▸ Recorded information
┄┄┄┄┄┄┄┄┄┄┄┄┄┄┄┄┄┄┄┄

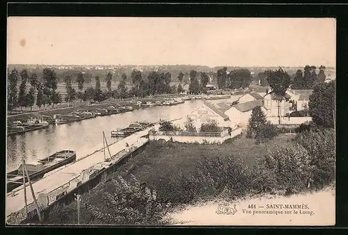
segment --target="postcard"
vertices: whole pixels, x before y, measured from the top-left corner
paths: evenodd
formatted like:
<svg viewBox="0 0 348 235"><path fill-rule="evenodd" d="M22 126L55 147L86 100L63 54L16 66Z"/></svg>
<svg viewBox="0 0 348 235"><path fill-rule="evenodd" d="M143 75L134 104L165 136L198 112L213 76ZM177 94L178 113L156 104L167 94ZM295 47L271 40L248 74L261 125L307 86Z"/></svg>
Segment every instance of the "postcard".
<svg viewBox="0 0 348 235"><path fill-rule="evenodd" d="M8 17L7 225L334 225L335 29Z"/></svg>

┄┄┄┄┄┄┄┄┄┄┄┄┄┄┄┄┄┄┄┄

Reproduce the text of every record above word for word, leaving out the pictures.

segment --target="postcard"
vertices: whole pixels, x before y, measured from the top-left corner
paths: evenodd
formatted like:
<svg viewBox="0 0 348 235"><path fill-rule="evenodd" d="M22 126L55 147L86 100L63 54L16 66Z"/></svg>
<svg viewBox="0 0 348 235"><path fill-rule="evenodd" d="M143 75L134 104L165 136L198 112L213 76ZM177 94L178 113L156 104L167 94ZM295 47L271 40L248 74L261 125L307 86Z"/></svg>
Segment every instance of the "postcard".
<svg viewBox="0 0 348 235"><path fill-rule="evenodd" d="M8 17L7 225L334 225L335 29Z"/></svg>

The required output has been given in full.